• **Given task**:
Count the lines in the records below that contain the word "rider", and reply with that number alone.
● ● ● ●
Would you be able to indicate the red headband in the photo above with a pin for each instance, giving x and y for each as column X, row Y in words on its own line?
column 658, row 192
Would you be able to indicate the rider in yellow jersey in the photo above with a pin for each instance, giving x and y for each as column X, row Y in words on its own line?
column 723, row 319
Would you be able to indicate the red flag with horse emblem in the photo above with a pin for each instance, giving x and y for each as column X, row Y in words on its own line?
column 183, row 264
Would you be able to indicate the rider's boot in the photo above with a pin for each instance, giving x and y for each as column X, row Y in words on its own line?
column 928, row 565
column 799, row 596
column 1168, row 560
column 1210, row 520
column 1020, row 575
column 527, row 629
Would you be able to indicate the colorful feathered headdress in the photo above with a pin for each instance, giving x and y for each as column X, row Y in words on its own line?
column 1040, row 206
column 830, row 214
● ● ● ●
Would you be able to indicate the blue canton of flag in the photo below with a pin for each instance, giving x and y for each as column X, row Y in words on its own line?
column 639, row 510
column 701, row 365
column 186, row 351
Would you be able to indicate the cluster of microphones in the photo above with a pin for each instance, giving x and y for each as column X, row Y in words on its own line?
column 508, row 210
● ● ● ●
• **Expected output**:
2